What you are asked to do: Copy every entry below word for word, and leave the pictures out of your copy.

+---+

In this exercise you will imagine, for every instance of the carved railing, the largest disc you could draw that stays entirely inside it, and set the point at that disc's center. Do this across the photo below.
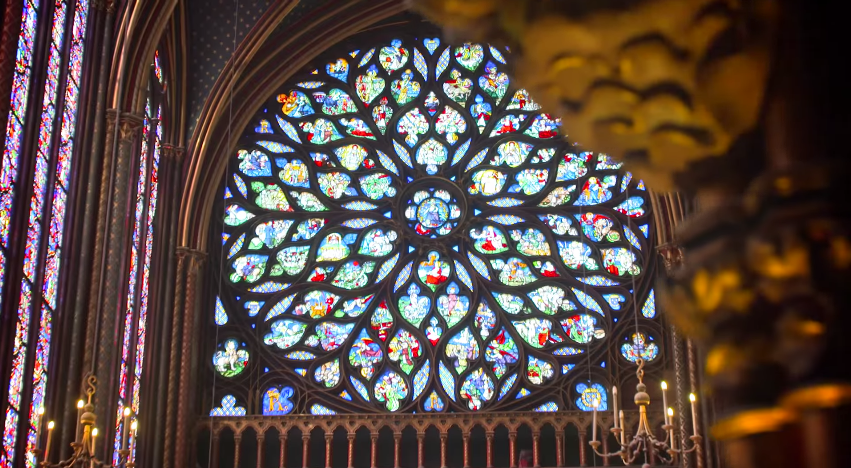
(567, 432)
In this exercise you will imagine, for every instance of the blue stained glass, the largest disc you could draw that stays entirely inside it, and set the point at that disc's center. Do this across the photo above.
(477, 159)
(588, 302)
(359, 206)
(463, 275)
(630, 236)
(614, 300)
(506, 220)
(506, 386)
(221, 315)
(505, 202)
(359, 387)
(403, 276)
(446, 378)
(588, 395)
(365, 59)
(604, 161)
(280, 307)
(234, 249)
(548, 407)
(270, 286)
(649, 308)
(403, 154)
(434, 403)
(431, 44)
(421, 379)
(479, 265)
(597, 280)
(419, 63)
(288, 129)
(568, 351)
(301, 355)
(278, 401)
(320, 410)
(442, 63)
(240, 185)
(387, 162)
(386, 268)
(627, 177)
(359, 223)
(461, 152)
(228, 408)
(275, 147)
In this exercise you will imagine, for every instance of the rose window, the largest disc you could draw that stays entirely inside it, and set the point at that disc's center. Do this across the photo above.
(405, 230)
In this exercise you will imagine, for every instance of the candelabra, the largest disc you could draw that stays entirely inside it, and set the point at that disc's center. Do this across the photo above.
(644, 441)
(84, 444)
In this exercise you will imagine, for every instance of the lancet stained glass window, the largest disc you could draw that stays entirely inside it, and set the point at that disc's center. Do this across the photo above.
(405, 230)
(145, 210)
(52, 161)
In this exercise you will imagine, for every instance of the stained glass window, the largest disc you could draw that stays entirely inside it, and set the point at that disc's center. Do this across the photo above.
(136, 303)
(52, 160)
(408, 231)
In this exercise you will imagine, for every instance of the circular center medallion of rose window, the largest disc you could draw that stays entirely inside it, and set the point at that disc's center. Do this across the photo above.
(432, 211)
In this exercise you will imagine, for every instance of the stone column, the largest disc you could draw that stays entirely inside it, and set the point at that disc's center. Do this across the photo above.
(186, 346)
(110, 261)
(373, 437)
(420, 440)
(512, 446)
(305, 449)
(489, 435)
(351, 439)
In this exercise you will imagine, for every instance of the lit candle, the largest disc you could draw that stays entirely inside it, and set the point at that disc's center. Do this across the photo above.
(693, 412)
(594, 425)
(125, 428)
(50, 426)
(80, 405)
(40, 412)
(670, 415)
(615, 403)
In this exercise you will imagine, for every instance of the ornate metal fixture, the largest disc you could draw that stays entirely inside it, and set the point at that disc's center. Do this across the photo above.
(644, 441)
(84, 444)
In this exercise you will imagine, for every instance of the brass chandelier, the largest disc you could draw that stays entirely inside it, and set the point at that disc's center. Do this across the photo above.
(644, 441)
(84, 444)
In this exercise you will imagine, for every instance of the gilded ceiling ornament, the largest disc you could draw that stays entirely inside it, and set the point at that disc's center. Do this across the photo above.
(660, 83)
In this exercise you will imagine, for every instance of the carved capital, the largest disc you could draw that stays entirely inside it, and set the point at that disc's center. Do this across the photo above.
(129, 124)
(196, 257)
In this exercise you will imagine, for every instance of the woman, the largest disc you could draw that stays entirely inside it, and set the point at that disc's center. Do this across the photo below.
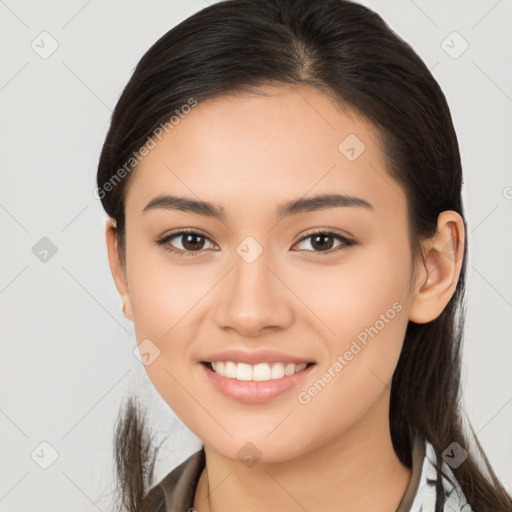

+---+

Task answer:
In this exercise you will imagine, for every instance of the carved railing, the largest disc you could draw that stays entirely inside it, and set the point at that disc's center. Do this across the photo below.
(567, 432)
In this exercise you will imagine, for every instance of the blue stained glass, the largest disc you could draw that stays entirely inside it, and set the point at that disc's center. Do this across the photo above.
(477, 159)
(588, 302)
(359, 206)
(463, 275)
(630, 236)
(614, 300)
(506, 220)
(506, 386)
(221, 315)
(505, 202)
(359, 387)
(403, 276)
(446, 378)
(588, 395)
(365, 59)
(604, 161)
(280, 307)
(234, 249)
(548, 407)
(270, 286)
(649, 308)
(403, 154)
(434, 403)
(431, 44)
(421, 379)
(479, 265)
(597, 280)
(419, 63)
(288, 129)
(568, 351)
(301, 355)
(278, 401)
(320, 410)
(442, 63)
(240, 185)
(387, 162)
(386, 268)
(627, 177)
(359, 223)
(461, 152)
(228, 408)
(275, 147)
In this exercise you will imagine, for every instance of the rose window, the largest disc you could draw that stays entirely inside it, and set the point at that disc's center. Do this across the photo above.
(405, 230)
In this exercise you will imagine, for every instance of the candelabra, the largest disc you could draw that stays entirely inside it, and set the point at that disc's center. Do this across the photo above.
(644, 441)
(84, 444)
In this exercise you will imagine, for every instance of the lancet stained glass window, the largest disc you could draw that stays entirely inside it, and set the point at that disc's center. Do this across the photo above.
(405, 230)
(145, 210)
(52, 161)
In this exercise you will imagine, for every instance of the stained glass window, the largest disc you could draw that stays entirely inside it, and set the point at that disc's center. Do this across the photo above.
(136, 303)
(52, 160)
(408, 231)
In this exercise you will imagine, for every instance of the circular center medallion of rose window, the largest disc you could draw that stays entirely inside it, and set the point at that disc's center. Do this across the photo above.
(432, 211)
In this exercise you will imagine, for every instance of the stone column, the largest disc you could draw that stays entirely inside it, and set the point at that disc's center. Do this across the photo above.
(186, 346)
(110, 261)
(373, 437)
(420, 440)
(512, 446)
(305, 449)
(489, 435)
(351, 439)
In this exercise you will imagine, for every instance of the lit candle, the largest disc you could draw that stays entirely inside it, and set the point at that disc's center. Do this across the photo above.
(693, 412)
(594, 425)
(125, 428)
(50, 426)
(80, 405)
(40, 412)
(670, 415)
(615, 403)
In this exercise you will imagine, for every instance of the ornate metal fixture, the largest disc you could draw that stays entirely inside it, and set the point at that disc's center. Do this across the photo above.
(644, 441)
(84, 444)
In this exercise you will imagine, for every instance of the brass chandelier, the largest disc you could draw that stays entirely inside it, and set the point at that disc's center. Do this across the photo above.
(644, 441)
(84, 444)
In this exercise you will imagine, for every instance of the gilded ceiling ornament, the largest disc you could draw that stays entirely inside it, and set the point at that disc's center. Do this across the photo above.
(660, 83)
In this exercise you will imagine, for every instance of the carved capital, the largest disc you could draw that stays entirely inside it, and set the point at that disc's center. Do this across the photo above.
(129, 124)
(196, 257)
In this exercise you will imagine, for every instance of the woman, the largest disc you could draw that stays entirely inside it, and set the point at that disc's center. Do this across the photo below.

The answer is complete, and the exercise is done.